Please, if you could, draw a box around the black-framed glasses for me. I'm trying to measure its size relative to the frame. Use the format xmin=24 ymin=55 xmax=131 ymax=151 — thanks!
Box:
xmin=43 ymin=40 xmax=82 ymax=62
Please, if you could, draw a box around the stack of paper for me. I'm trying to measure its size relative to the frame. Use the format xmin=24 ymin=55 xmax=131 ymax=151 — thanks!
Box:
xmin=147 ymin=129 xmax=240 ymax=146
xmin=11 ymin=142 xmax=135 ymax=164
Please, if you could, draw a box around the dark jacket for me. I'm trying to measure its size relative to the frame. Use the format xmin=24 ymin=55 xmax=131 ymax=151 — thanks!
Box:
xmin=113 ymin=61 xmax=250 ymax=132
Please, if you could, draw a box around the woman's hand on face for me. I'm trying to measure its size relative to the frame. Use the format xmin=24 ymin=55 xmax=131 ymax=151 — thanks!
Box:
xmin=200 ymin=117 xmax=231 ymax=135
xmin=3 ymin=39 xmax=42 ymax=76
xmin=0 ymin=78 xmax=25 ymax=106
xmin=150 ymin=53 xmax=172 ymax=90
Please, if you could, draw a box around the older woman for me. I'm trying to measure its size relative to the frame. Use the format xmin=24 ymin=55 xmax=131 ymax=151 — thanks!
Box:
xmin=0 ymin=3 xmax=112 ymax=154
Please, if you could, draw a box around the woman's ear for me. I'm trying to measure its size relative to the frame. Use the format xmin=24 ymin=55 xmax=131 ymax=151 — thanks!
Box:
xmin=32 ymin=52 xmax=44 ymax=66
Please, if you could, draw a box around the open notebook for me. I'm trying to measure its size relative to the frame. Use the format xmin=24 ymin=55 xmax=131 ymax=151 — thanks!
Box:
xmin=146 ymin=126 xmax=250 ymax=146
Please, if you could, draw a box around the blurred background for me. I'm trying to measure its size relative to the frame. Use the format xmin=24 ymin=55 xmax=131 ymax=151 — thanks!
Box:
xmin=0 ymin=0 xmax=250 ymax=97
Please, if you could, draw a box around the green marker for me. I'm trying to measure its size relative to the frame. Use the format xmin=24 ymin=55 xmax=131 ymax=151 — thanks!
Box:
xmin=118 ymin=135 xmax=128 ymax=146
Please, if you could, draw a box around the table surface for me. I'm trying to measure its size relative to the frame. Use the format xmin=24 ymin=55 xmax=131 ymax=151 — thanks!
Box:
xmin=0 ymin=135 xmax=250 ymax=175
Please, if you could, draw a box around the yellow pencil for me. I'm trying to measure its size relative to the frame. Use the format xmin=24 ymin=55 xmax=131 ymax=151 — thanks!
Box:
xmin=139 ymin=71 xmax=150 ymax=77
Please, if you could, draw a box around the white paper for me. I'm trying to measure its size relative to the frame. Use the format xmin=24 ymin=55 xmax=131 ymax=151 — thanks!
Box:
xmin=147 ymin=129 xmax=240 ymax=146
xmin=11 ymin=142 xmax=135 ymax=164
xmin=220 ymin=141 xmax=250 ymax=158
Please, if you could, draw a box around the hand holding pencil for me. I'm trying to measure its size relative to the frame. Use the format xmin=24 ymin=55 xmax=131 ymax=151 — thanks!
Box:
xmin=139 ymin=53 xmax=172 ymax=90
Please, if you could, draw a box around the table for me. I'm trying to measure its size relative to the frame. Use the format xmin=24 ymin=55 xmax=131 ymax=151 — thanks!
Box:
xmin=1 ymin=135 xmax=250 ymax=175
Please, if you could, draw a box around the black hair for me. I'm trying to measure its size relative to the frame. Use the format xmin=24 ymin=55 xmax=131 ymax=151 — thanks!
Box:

* _Requirement_: Gather every line of the data above that contains the string "table". Treat the match as case-sensitive.

* _Worked answer_:
Please, if you could, draw a box around the table surface for me. I'm trying to measure its size relative to the frame. Use the format xmin=24 ymin=55 xmax=131 ymax=151 — thanks!
Please, if you could, draw a box around the table for me. I'm trying to measure its size relative to the frame. Use the format xmin=24 ymin=55 xmax=131 ymax=151 — thanks!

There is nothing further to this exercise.